**Given text:**
· · ·

Is 139 High Blood Sugar? Fasting vs. After Eating

Whether 139 mg/dL is high depends entirely on when you took the reading. If you measured it after fasting (no food or drink for at least 8 hours), 139 is above the diabetes threshold of 126 mg/dL. If you measured it one to two hours after eating, 139 is actually within the normal range, which goes up to 140 mg/dL. That single detail changes the meaning of the number completely.

139 mg/dL While Fasting

A fasting blood sugar of 139 mg/dL is elevated. The standard categories, used by the American Diabetes Association and most labs, break down like this:

  • Normal: 99 mg/dL or below
  • Prediabetes: 100 to 125 mg/dL
  • Diabetes range: 126 mg/dL and above

At 139, a fasting reading sits 13 points above the diabetes cutoff. That said, a single fasting reading isn’t enough for a diagnosis. Doctors typically repeat the test on a separate day or confirm with an A1C blood test, which reflects your average blood sugar over the past two to three months. An A1C of 6.5% or higher corresponds to an average glucose of roughly 140 mg/dL, so a fasting level of 139 puts you right at that boundary. If your fasting number comes back in this range twice, your doctor will likely discuss it as a diabetes-level result.

139 mg/dL After Eating

Blood sugar naturally rises after a meal. Your body breaks carbohydrates into glucose, and it takes time for insulin to clear that glucose from your bloodstream. During a glucose tolerance test, a reading below 140 mg/dL two hours after drinking a sugary liquid is considered normal. A result between 140 and 199 mg/dL indicates prediabetes, and anything above 200 mg/dL points to diabetes.

· · ·

**Problems and tasks:**
**1)** Translate this sentence from the blood sugar article into Spanish: "Blood sugar naturally rises after a meal."
**2)** According to the blood sugar article, what range of fasting readings counts as prediabetes?
**3)** Write the next part of the blood sugar article, starting after its last sentence.

**Provided material:**
· · ·

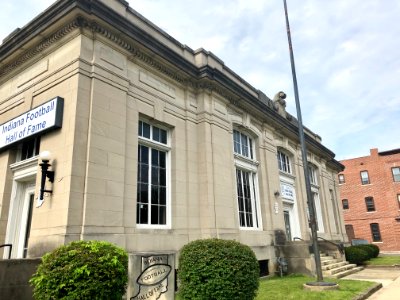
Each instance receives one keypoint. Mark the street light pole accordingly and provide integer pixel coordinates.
(310, 198)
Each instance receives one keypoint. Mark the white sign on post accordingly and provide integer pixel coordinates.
(38, 120)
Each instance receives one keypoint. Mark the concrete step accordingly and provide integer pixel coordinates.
(333, 265)
(346, 272)
(332, 272)
(331, 261)
(325, 258)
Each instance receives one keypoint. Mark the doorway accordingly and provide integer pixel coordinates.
(288, 231)
(20, 221)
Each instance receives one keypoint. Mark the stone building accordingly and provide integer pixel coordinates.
(370, 197)
(152, 144)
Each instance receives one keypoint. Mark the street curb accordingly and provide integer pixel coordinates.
(369, 292)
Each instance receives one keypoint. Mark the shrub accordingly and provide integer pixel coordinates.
(355, 255)
(82, 270)
(215, 269)
(370, 251)
(375, 249)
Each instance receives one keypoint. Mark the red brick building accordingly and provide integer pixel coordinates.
(370, 195)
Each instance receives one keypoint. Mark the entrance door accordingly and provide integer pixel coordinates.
(286, 216)
(350, 232)
(19, 225)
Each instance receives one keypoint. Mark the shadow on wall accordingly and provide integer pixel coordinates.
(14, 278)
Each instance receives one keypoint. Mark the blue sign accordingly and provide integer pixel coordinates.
(38, 120)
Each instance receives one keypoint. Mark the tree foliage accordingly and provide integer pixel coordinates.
(82, 270)
(214, 269)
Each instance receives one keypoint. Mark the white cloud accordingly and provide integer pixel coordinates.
(346, 56)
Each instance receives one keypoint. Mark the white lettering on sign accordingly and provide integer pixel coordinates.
(39, 119)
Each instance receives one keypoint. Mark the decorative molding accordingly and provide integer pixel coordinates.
(42, 46)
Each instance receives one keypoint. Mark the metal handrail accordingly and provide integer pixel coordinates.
(9, 252)
(339, 246)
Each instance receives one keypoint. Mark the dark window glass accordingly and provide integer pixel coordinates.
(396, 174)
(246, 198)
(284, 162)
(364, 177)
(375, 232)
(369, 203)
(151, 185)
(398, 200)
(30, 148)
(345, 204)
(242, 144)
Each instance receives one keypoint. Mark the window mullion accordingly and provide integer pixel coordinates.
(149, 185)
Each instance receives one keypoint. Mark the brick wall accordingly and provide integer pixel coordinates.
(382, 188)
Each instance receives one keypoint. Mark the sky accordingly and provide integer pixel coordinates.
(346, 52)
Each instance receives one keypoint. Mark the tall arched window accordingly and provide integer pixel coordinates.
(246, 180)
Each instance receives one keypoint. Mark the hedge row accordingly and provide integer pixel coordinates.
(361, 253)
(209, 269)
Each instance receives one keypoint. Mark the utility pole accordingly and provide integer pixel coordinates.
(310, 198)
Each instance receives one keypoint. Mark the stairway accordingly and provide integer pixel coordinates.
(337, 267)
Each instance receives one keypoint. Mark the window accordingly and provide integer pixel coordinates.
(398, 200)
(369, 203)
(345, 204)
(364, 177)
(284, 162)
(312, 173)
(341, 179)
(396, 174)
(246, 180)
(242, 144)
(152, 182)
(30, 148)
(375, 232)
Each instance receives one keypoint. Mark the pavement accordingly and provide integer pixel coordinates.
(389, 277)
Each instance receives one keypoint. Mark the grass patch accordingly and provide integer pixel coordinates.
(291, 287)
(384, 260)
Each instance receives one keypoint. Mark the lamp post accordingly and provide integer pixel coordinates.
(44, 165)
(310, 199)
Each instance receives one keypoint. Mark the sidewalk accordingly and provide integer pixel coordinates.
(389, 277)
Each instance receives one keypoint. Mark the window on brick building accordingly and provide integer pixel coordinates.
(398, 200)
(341, 178)
(364, 177)
(345, 204)
(369, 203)
(375, 232)
(396, 174)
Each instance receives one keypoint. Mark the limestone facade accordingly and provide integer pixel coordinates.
(114, 69)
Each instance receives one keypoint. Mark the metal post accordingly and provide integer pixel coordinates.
(310, 199)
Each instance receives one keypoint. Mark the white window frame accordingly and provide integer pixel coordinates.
(248, 164)
(152, 144)
(364, 179)
(396, 175)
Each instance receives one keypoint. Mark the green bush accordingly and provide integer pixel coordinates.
(82, 270)
(370, 251)
(356, 255)
(215, 269)
(375, 249)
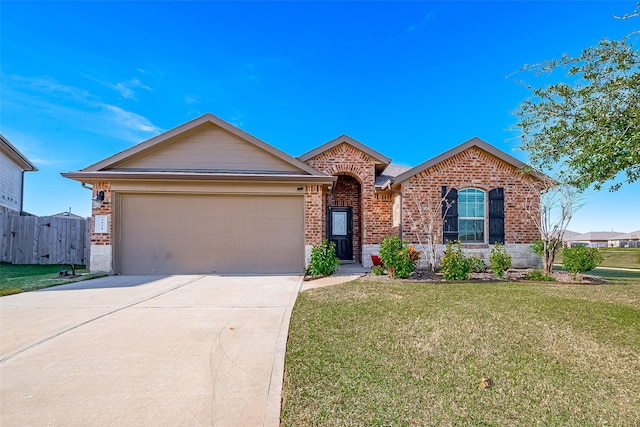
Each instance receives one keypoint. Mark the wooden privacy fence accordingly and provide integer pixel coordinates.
(44, 240)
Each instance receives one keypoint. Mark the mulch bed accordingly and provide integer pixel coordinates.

· · ·

**Answers to the exercises:**
**1)** El azúcar en la sangre sube de forma natural después de una comida.

**2)** 100 to 125 mg/dL.

**3)**
So if you ate a meal and checked your blood sugar an hour or two later, 139 falls just under the normal ceiling. It’s not a concerning number in that context. If you checked within 30 to 60 minutes of eating, it’s even less remarkable, since blood sugar typically peaks during that window before coming back down.

Why the Timing Matters So Much

The gap between “normal” and “diabetes range” can be as small as one meal. A person with perfectly healthy metabolism might see their blood sugar climb to 130 or 140 after a carb-heavy lunch, then drop back below 100 within a couple of hours. That’s the system working as it should. The same number on an empty stomach, after eight or more hours without food, tells a very different story. It means your body isn’t bringing glucose back to baseline on its own, which is the core problem in type 2 diabetes.

If you got this reading from a home glucose meter, keep in mind that these devices have a margin of error of about 15%. A reading of 139 could reflect a true blood sugar anywhere from roughly 118 to 160. Lab-drawn blood tests are more precise, which is why they’re used for formal diagnosis.

You Probably Won’t Feel Anything at 139

Most people don’t experience noticeable symptoms until blood sugar climbs above 180 to 200 mg/dL. At that level, you might notice increased thirst, frequent urination, blurred vision, or fatigue. At 139, your body is under some metabolic strain, but not enough to produce obvious warning signs. This is part of what makes prediabetes and early diabetes easy to miss. Many people walk around with elevated fasting glucose for years without knowing it.

What to Do With a 139 Reading

If this was a fasting result, the most useful next step is getting a lab test to confirm. Your doctor can order a fasting plasma glucose test, an A1C, or both. One reading at home doesn’t lock you into a diagnosis, but it’s worth following up on.

If your numbers do confirm prediabetes or early diabetes, lifestyle changes are the most effective first-line response. The CDC’s National Diabetes Prevention Program, a yearlong structured program, has shown that people who adopt healthier eating patterns and increase physical activity can cut their risk of developing type 2 diabetes in half. The same changes also lower the risk of heart attack and stroke. The program focuses on three core areas: eating better, moving more, and managing stress.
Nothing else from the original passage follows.